# start of Document segment
In the hotel lobbies, the dollar-heavyweights were met as usual
by little British clerks in black leather jackets, carrying briefcases,
but this time no doubt stuffed with lucrative projects for potential
contracts in a postwar Iraq, while the younger scions of the wheeler-dealers
were being entertained by their catch of the day, usually Russian,
blonde and extremely vulgar.
The war seemed far away. Even more distant from the minds of these
young men was the threat that war posed to several millennia of
civilizations to which Iraq was heir. They just pay lip service
to Islam, relegate the rest of history to the time of the jaheliya,
the 'age of of ignorance' that is supposed to have preceded the
coming of the Prophet of Islam -- an excuse to avoid learning more
about complexities to which the Arab tribes of Saudi (Oman and Yemen
are important exceptions) and the little sheikhdoms carved out by
the British as their oil suppliers cannot lay any claim.
I was angry at them for being complacent. After all, one of the
Qatari princes has been scouring art markets for some years with
guidance from a British dealer, his regular side-kick. The collection
is due to go on show soon in a purpose-built museum, designed by
I.M. Pei (in preference to designs by Zaha Hadid, the much-acclaimed
Iraqi London-based architect). Was there any concern for the sites
that supplied at least some of that art?
A passing reference to Iraq's heritage on the Al-Jazira network
did not go far, not nearly far enough, though that may have been
due to bombings aimed at their offices in Baghdad, as at those of
Reuters and other news agencies. With such lack of concern on the
part of Arabs, is it any wonder that Moslem volunteers from the
Arab countries felt so unwelcome as to want to go back home?
It is true that there were no reports of damage to any monuments
in the first days of war, just a few vague reports of museums in
Baghdad and Mosul being hit, without further details. Nor could
anyone be contacted in London to obtain precisions; all experts
were busy with a heavy workload.
We know now, however, that top archeologists and museum curators
in Britain and the United States, were busy informing their respective
governments of the great importance of Iraq's heritage not only
to Iraq but to all of mankind. Even though Tony Blair, according
to a just published open letter from British archeologists, left
the pleas unanswered, and offers of assistance were ignored, the
Pentagon was given a map of sites to be avoided.
# end of Document segment
# start of Listed records
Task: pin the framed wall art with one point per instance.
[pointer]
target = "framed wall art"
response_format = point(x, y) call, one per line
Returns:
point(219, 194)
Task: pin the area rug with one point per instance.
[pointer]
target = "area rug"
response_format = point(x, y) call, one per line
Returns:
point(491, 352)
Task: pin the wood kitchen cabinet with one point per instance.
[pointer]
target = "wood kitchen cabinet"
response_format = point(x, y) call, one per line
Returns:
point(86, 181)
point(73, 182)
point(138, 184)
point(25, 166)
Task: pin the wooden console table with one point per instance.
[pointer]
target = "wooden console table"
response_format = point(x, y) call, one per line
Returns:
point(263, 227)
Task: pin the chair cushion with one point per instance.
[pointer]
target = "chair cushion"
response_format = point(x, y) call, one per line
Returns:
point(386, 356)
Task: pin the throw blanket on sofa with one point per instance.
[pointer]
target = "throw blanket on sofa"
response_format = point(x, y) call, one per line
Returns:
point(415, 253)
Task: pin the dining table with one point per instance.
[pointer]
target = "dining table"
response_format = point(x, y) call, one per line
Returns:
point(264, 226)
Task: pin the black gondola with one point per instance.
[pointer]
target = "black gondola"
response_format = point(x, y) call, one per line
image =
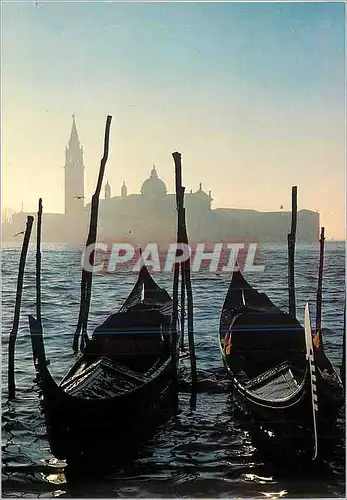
# end of Listed records
*Tasks for this exercise*
1. Edit the passage on Iraq's heritage from "In the hotel" to "and extremely vulgar.", changing "briefcases" to "satchels".
2. In the passage on Iraq's heritage, who designed the purpose-built museum where the Qatari prince's collection is due to be shown?
3. List every city named in the passage on Iraq's heritage.
The entries have no role in this work.

*Task results*
1.
In the hotel lobbies, the dollar-heavyweights were met as usual
by little British clerks in black leather jackets, carrying satchels,
but this time no doubt stuffed with lucrative projects for potential
contracts in a postwar Iraq, while the younger scions of the wheeler-dealers
were being entertained by their catch of the day, usually Russian,
blonde and extremely vulgar.

2. I.M. Pei

3. Baghdad, Mosul, London